__Material__.
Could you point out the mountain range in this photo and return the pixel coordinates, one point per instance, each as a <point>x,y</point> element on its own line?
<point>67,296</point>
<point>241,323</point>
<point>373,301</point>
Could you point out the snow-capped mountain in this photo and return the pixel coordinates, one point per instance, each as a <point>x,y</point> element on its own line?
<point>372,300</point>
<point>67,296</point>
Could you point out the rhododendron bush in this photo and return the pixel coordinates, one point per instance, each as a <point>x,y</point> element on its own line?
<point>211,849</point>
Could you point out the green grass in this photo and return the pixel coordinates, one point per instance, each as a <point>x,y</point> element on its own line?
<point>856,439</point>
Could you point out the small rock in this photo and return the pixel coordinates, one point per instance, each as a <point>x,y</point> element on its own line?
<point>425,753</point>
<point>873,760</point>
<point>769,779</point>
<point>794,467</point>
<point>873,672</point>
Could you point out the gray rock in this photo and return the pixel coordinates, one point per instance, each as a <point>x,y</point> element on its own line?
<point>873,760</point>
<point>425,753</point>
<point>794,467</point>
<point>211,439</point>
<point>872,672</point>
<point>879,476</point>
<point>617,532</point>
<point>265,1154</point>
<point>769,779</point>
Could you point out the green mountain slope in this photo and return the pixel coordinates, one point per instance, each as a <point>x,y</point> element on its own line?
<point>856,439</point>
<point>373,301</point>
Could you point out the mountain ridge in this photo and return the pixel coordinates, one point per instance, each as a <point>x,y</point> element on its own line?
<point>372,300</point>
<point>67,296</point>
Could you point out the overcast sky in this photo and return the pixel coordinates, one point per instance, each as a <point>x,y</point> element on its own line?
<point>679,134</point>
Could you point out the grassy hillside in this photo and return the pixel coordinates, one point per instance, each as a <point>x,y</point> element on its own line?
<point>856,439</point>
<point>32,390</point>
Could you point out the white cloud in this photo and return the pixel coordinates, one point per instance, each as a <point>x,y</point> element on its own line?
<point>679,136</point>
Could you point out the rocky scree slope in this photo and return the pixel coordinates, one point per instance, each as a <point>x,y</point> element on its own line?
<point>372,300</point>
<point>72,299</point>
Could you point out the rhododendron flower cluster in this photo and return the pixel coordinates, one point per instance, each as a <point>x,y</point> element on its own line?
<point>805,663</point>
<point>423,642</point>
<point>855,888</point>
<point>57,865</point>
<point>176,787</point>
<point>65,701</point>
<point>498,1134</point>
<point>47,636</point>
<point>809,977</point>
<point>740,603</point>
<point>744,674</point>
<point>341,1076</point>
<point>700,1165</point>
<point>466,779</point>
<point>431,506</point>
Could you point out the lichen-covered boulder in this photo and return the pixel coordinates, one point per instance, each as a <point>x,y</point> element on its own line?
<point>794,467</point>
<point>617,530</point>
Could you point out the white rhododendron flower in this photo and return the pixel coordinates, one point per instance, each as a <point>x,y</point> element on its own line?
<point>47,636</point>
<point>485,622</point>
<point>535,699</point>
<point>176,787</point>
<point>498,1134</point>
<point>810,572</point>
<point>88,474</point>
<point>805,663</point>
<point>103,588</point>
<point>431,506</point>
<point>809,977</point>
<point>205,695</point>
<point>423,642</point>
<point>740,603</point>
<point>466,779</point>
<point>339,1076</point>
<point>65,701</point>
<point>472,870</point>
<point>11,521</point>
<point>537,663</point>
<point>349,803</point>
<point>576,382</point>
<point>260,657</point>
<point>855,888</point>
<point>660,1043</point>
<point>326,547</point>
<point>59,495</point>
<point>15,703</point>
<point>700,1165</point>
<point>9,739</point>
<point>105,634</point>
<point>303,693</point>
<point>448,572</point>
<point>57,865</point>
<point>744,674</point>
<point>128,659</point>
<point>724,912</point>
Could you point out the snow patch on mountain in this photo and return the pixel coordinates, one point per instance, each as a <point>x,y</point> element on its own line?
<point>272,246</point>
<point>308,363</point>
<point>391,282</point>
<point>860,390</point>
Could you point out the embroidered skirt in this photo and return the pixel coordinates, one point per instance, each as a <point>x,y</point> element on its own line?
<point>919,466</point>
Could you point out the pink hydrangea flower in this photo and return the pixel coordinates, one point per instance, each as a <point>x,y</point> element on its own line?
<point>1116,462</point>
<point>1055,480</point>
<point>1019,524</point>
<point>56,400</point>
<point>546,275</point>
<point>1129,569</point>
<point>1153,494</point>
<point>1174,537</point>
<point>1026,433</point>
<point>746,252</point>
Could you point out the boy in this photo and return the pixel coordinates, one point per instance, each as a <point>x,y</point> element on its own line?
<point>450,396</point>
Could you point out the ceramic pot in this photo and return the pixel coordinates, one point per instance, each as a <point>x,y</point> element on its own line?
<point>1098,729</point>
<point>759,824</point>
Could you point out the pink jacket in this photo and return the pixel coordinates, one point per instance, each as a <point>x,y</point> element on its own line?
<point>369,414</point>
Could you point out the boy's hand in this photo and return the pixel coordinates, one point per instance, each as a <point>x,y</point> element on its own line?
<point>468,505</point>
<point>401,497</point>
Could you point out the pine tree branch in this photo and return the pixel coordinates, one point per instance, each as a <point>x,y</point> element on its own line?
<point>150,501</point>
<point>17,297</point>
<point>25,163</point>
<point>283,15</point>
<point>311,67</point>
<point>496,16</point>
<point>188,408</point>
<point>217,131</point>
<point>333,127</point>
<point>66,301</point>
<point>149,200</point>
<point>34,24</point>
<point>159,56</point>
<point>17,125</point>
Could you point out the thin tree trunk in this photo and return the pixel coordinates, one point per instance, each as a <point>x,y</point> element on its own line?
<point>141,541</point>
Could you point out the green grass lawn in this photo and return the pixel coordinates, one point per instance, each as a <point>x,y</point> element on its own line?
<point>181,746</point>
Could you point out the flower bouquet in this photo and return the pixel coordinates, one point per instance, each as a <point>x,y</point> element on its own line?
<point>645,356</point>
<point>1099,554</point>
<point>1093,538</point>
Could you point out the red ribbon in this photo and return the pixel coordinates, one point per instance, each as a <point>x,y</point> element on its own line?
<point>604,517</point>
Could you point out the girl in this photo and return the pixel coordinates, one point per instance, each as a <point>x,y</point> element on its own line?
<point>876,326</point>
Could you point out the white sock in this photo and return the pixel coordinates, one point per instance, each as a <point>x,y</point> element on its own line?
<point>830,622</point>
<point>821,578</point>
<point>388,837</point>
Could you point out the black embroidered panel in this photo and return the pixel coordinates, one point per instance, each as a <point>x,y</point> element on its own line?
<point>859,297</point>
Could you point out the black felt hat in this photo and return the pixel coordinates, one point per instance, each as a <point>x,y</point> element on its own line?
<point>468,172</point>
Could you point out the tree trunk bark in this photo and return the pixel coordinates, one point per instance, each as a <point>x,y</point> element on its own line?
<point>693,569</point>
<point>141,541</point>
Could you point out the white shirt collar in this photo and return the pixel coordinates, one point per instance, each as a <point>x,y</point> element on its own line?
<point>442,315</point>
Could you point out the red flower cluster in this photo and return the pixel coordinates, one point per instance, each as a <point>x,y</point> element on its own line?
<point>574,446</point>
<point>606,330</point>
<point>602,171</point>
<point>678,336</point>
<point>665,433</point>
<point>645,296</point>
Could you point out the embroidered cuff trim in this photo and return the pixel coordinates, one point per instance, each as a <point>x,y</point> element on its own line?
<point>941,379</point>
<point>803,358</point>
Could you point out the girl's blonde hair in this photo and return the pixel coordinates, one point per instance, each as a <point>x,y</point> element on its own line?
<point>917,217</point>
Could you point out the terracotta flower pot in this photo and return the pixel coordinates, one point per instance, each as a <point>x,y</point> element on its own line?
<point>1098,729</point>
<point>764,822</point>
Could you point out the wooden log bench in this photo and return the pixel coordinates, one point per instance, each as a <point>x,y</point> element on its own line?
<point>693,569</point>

__What to work on__.
Return each entry from the material above exactly as it appears.

__Written answer__.
Could you point out the mountain range in this photo and return the pixel coordinates, one point per instance, each as a <point>x,y</point> element on its own line?
<point>67,296</point>
<point>241,323</point>
<point>373,301</point>
Could you point out the snow-capped mountain in this photo and return the pixel coordinates, one point per instance, each as a <point>x,y</point> element on its own line?
<point>372,300</point>
<point>67,296</point>
Could you point out the rhododendron bush in this photo and return the pixel coordinates, one point per instance, each as a <point>x,y</point> element on its own line?
<point>211,849</point>
Could you point out the green grass in this photo and return the pixel coordinates, one point per instance, each as a <point>x,y</point> element on its own line?
<point>856,439</point>
Could you point out the small rock in this photo and return the pixel coordinates, one point per instance, each as a <point>x,y</point> element on its own line?
<point>425,753</point>
<point>873,760</point>
<point>769,779</point>
<point>794,467</point>
<point>873,672</point>
Could you point out the gray rock in this photo and return the pixel coordinates, one point per instance, each as a <point>x,y</point> element on its own line?
<point>873,760</point>
<point>425,753</point>
<point>794,467</point>
<point>211,439</point>
<point>872,672</point>
<point>879,476</point>
<point>617,532</point>
<point>265,1154</point>
<point>769,779</point>
Could you point out the green mountain slope in this photo and return the pixel coordinates, one point per instance, each as a <point>x,y</point> element on its own line?
<point>856,439</point>
<point>373,301</point>
Could you point out the mountain ridge in this photo and return the pixel coordinates, one point per instance, each as a <point>x,y</point> element on its own line?
<point>372,300</point>
<point>67,296</point>
Could you point out the overcast sky in this photo and return the pixel coordinates, one point per instance, each as a <point>x,y</point> element on its own line?
<point>679,134</point>
Could you point out the grassy hillside in this photo and return the pixel coordinates, one point per instance, each as a <point>x,y</point> element on its own line?
<point>856,439</point>
<point>32,390</point>
Could you point out the white cloud in this photo and return the pixel coordinates, one point per instance, each as a <point>x,y</point> element on its own line?
<point>679,136</point>
Could you point out the rocky scree slope in this photo and return the pixel coordinates, one point per instance, each as a <point>x,y</point> element on its own line?
<point>372,300</point>
<point>72,299</point>
Could you point out the rhododendron flower cluster in this photo and return the pixel coordinates, one point per instance, each as a <point>x,y</point> element on its own line?
<point>805,663</point>
<point>423,642</point>
<point>855,888</point>
<point>57,865</point>
<point>176,787</point>
<point>65,701</point>
<point>498,1134</point>
<point>47,636</point>
<point>809,977</point>
<point>740,603</point>
<point>744,674</point>
<point>341,1076</point>
<point>700,1165</point>
<point>466,779</point>
<point>431,506</point>
Could you point out the lichen-covered boulder in this photo and return the pixel coordinates, one point per instance, each as a <point>x,y</point> element on its own line?
<point>794,467</point>
<point>617,530</point>
Could you point out the white rhododendron flower in this photo and return the pixel coordinates, one point per instance, each as a <point>x,y</point> element on its own line?
<point>47,636</point>
<point>485,622</point>
<point>535,699</point>
<point>176,787</point>
<point>498,1134</point>
<point>810,572</point>
<point>88,474</point>
<point>805,663</point>
<point>103,588</point>
<point>431,506</point>
<point>809,977</point>
<point>205,695</point>
<point>423,642</point>
<point>740,603</point>
<point>466,779</point>
<point>339,1076</point>
<point>65,701</point>
<point>472,870</point>
<point>11,521</point>
<point>537,663</point>
<point>349,803</point>
<point>576,382</point>
<point>260,657</point>
<point>855,888</point>
<point>660,1043</point>
<point>326,547</point>
<point>59,495</point>
<point>15,703</point>
<point>700,1165</point>
<point>9,739</point>
<point>105,634</point>
<point>303,693</point>
<point>448,572</point>
<point>57,865</point>
<point>744,674</point>
<point>128,659</point>
<point>724,912</point>
Could you point out the snow patch on mountain in this photo and return the pixel coordinates, one point per instance, each as a <point>x,y</point> element on its own line?
<point>272,246</point>
<point>308,363</point>
<point>391,282</point>
<point>860,390</point>
Could you point out the embroidered skirt in this photo and return the pixel coordinates, one point per instance, each as a <point>x,y</point> element on its own line?
<point>919,466</point>
Could you point out the pink hydrangea flower in this photo and return the pixel coordinates, one point per instance, each as a <point>x,y</point> element on its own line?
<point>1116,462</point>
<point>1055,480</point>
<point>1019,524</point>
<point>56,400</point>
<point>546,275</point>
<point>1129,569</point>
<point>1153,494</point>
<point>1174,537</point>
<point>1026,433</point>
<point>746,252</point>
Could you point out the boy in this photo and return the pixel coordinates, one point per instance, each as a <point>x,y</point> element on its own line?
<point>450,396</point>
Could you point out the ceramic pot in this photo and return the pixel coordinates, one point per instance, each as a <point>x,y</point> element on its own line?
<point>1098,729</point>
<point>759,824</point>
Could you point out the pink jacket in this photo and return the pixel coordinates, one point per instance, each as a <point>x,y</point> element on its own line?
<point>369,414</point>
Could you point out the boy's hand in this photo and return the pixel coordinates, one point per instance, each as a <point>x,y</point> element on its own line?
<point>468,505</point>
<point>401,497</point>
Could you point out the pine tree branch in this photo and return the pixel coordinates, one point per instance, each as a <point>x,y</point> element on its own line?
<point>150,501</point>
<point>17,297</point>
<point>25,163</point>
<point>283,15</point>
<point>311,67</point>
<point>496,16</point>
<point>188,408</point>
<point>217,131</point>
<point>333,127</point>
<point>66,301</point>
<point>149,200</point>
<point>34,24</point>
<point>159,56</point>
<point>17,125</point>
Could you point out the thin tree trunk in this photo and return the pixel coordinates, one point per instance, each as a <point>x,y</point> element on its own line?
<point>141,541</point>
Could you point out the green grass lawn in this photo and return the pixel coordinates, one point per instance, each as a <point>x,y</point> element on its own line?
<point>181,746</point>
Could you point out the flower bouquet in this photo and return the pixel coordinates, one point per instance, each as a <point>x,y</point> element on its own line?
<point>645,356</point>
<point>1099,554</point>
<point>1093,538</point>
Could you point out the red ribbon in this photo and return the pixel coordinates, one point per instance, each as a <point>x,y</point> element on its own line?
<point>604,517</point>
Could you point out the girl in this photo and return the pixel coordinates, one point per instance, each as a <point>x,y</point> element on its own line?
<point>876,326</point>
Could you point out the white sock in this photo and return the pixel coordinates, one point per instance, each as a <point>x,y</point> element on its own line?
<point>830,622</point>
<point>821,578</point>
<point>388,837</point>
Could you point out the black embroidered panel in this photo and return the pixel coordinates, one point per instance, each as a <point>x,y</point> element on its own line?
<point>859,297</point>
Could you point out the black felt hat in this photo and return the pixel coordinates, one point per instance, each as a <point>x,y</point> element on its own line?
<point>468,172</point>
Could you point out the tree trunk bark in this photo and return the pixel coordinates, one point per instance, each as a <point>x,y</point> element on its own line?
<point>693,569</point>
<point>141,541</point>
Could you point out the white shirt collar in this photo and return the pixel coordinates, one point per instance, each as a <point>x,y</point> element on its own line?
<point>442,315</point>
Could you point out the red flower cluster in this photo and return the pixel coordinates, one point per instance, each as a <point>x,y</point> element on its own line?
<point>574,446</point>
<point>606,330</point>
<point>602,171</point>
<point>678,336</point>
<point>665,433</point>
<point>645,296</point>
Could you point out the embroidered cuff trim in this photo and return the pixel coordinates, one point per instance, each as a <point>x,y</point> element on its own line?
<point>941,379</point>
<point>803,358</point>
Could you point out the girl's blonde hair in this photo and return the pixel coordinates, one point per instance, each as a <point>x,y</point> element on its own line?
<point>917,217</point>
Could you point out the terracotta flower pot in this photo and return the pixel coordinates, one point per instance, each as a <point>x,y</point> element on its own line?
<point>1098,729</point>
<point>764,822</point>
Could you point out the wooden log bench in this photo and return the pixel coordinates, one point per instance, each as a <point>x,y</point> element on its own line?
<point>693,569</point>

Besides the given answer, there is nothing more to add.